**Work to complete:** Report each line of the records below that contains the word "label", copying every such line in full.

Data records
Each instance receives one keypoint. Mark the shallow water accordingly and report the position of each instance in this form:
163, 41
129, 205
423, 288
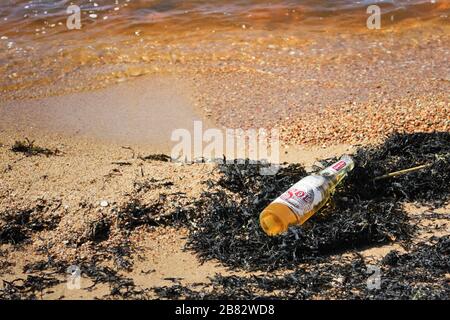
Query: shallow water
37, 50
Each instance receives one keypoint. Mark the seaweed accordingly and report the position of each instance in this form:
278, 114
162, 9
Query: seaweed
156, 157
17, 226
225, 222
28, 148
26, 289
419, 274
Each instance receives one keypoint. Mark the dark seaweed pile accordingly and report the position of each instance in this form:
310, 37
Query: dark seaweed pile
225, 226
419, 274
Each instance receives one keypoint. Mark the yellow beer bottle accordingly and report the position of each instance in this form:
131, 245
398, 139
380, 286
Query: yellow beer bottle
304, 198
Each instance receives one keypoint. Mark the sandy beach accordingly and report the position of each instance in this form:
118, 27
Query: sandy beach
103, 118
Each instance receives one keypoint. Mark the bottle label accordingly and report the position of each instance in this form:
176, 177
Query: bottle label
303, 196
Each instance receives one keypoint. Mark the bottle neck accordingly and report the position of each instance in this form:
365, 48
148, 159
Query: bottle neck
337, 171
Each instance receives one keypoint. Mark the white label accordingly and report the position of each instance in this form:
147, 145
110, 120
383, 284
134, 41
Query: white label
303, 196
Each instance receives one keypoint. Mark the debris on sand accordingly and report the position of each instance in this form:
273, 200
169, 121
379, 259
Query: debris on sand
28, 288
28, 148
156, 157
317, 260
17, 226
419, 274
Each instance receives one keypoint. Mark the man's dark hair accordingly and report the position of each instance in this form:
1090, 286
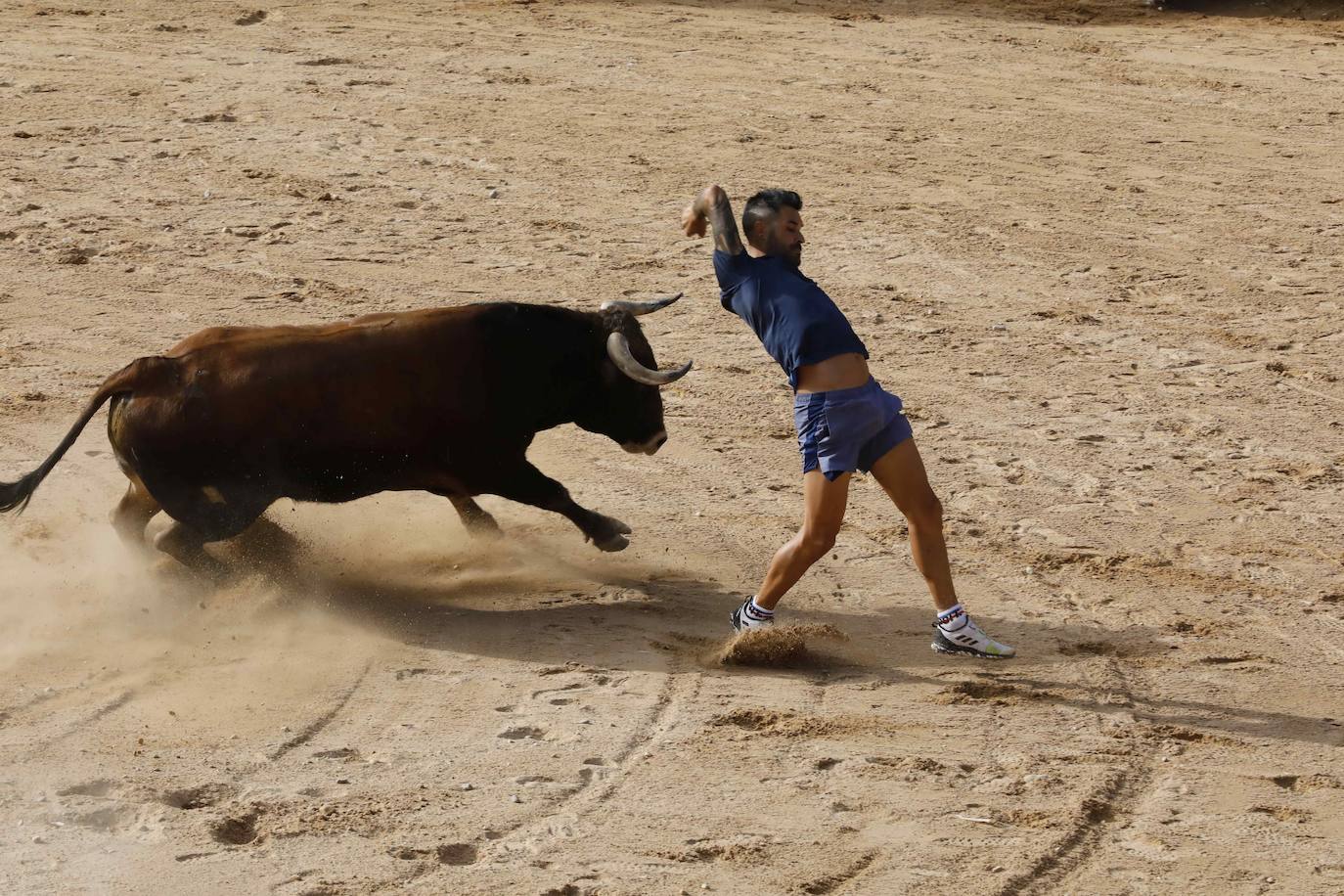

**Solution below:**
Each instance receives one keypoint. Mark the bottle label accordingly and report the position of each instance in this form:
Query: bottle label
Each instance receives one keypoint. Mark the white label accordingly and report the position of each instance in this form:
Query: white label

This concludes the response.